# Aim:
Write out the entries again exactly as they are given.

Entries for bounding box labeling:
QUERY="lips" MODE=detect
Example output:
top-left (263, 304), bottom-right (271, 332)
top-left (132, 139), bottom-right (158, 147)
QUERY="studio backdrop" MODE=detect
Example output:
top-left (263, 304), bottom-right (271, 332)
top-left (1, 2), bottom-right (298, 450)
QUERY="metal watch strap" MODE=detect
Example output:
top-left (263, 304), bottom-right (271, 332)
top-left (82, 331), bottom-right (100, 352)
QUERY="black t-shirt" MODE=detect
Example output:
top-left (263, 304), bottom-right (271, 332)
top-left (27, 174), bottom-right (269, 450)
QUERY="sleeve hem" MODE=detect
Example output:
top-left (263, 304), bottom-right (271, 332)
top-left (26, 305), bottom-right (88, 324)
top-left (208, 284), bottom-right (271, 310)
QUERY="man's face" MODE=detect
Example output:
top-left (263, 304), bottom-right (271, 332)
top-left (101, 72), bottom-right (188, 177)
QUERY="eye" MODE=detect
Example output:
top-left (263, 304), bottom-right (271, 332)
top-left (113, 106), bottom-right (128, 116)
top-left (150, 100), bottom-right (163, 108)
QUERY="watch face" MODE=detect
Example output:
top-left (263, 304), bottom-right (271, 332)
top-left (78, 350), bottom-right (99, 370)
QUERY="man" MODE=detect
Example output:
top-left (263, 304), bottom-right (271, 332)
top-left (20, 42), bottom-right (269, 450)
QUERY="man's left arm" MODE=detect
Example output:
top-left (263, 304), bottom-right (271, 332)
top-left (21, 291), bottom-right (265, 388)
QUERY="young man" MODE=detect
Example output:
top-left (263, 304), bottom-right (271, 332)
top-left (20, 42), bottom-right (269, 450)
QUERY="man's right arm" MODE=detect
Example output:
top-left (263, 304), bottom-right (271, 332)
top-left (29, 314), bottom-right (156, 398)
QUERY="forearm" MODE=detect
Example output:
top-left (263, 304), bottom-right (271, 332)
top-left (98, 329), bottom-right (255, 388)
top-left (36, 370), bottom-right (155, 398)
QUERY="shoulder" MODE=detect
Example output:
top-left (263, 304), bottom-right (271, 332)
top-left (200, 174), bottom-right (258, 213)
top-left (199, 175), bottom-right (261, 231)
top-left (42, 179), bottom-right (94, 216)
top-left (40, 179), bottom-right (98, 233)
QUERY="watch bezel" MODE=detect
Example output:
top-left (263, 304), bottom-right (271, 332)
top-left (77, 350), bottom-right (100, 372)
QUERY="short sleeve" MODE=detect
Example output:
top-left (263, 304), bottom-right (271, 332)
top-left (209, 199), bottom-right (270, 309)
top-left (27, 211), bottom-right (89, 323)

# Solution to this exercise:
QUERY="lips" MODE=detect
Example output:
top-left (263, 304), bottom-right (271, 332)
top-left (132, 139), bottom-right (158, 147)
QUERY="studio backdrop" MODE=detect
Example output:
top-left (263, 304), bottom-right (271, 332)
top-left (1, 2), bottom-right (298, 450)
QUERY="metal watch strap" MODE=detect
Example output:
top-left (263, 304), bottom-right (271, 332)
top-left (82, 331), bottom-right (100, 352)
QUERY="black t-shirt" MODE=detect
Example output:
top-left (263, 304), bottom-right (271, 332)
top-left (27, 174), bottom-right (269, 450)
QUERY="sleeve hem" MODE=detect
Example output:
top-left (263, 304), bottom-right (271, 332)
top-left (26, 305), bottom-right (88, 324)
top-left (208, 284), bottom-right (271, 310)
QUERY="man's face" MODE=detect
Example output:
top-left (263, 304), bottom-right (271, 332)
top-left (101, 72), bottom-right (188, 177)
QUERY="eye" MODE=detect
Example output:
top-left (263, 304), bottom-right (271, 332)
top-left (113, 106), bottom-right (128, 116)
top-left (150, 100), bottom-right (163, 108)
QUERY="watch face" MODE=detect
Example output:
top-left (263, 304), bottom-right (271, 332)
top-left (78, 350), bottom-right (99, 370)
QUERY="man" MODE=detect
Example output:
top-left (263, 304), bottom-right (271, 332)
top-left (20, 42), bottom-right (269, 450)
QUERY="man's left arm" MODE=detect
Example output:
top-left (263, 304), bottom-right (271, 332)
top-left (21, 291), bottom-right (265, 388)
QUERY="young man" MODE=detect
Example output:
top-left (263, 304), bottom-right (271, 332)
top-left (20, 42), bottom-right (269, 450)
QUERY="man's right arm" MODE=detect
Example output:
top-left (263, 304), bottom-right (271, 332)
top-left (29, 314), bottom-right (156, 398)
QUERY="forearm" MODE=detect
Example output:
top-left (263, 304), bottom-right (271, 332)
top-left (98, 329), bottom-right (255, 388)
top-left (36, 370), bottom-right (155, 398)
QUERY="shoulder" MODE=detect
Example output:
top-left (263, 304), bottom-right (271, 332)
top-left (200, 174), bottom-right (258, 213)
top-left (199, 175), bottom-right (261, 231)
top-left (42, 179), bottom-right (94, 216)
top-left (40, 179), bottom-right (98, 233)
QUERY="watch bezel" MODE=detect
Example output:
top-left (263, 304), bottom-right (271, 332)
top-left (77, 350), bottom-right (100, 372)
QUERY="short sleeve" MODE=detect
Example output:
top-left (263, 304), bottom-right (271, 332)
top-left (209, 199), bottom-right (270, 309)
top-left (27, 211), bottom-right (89, 323)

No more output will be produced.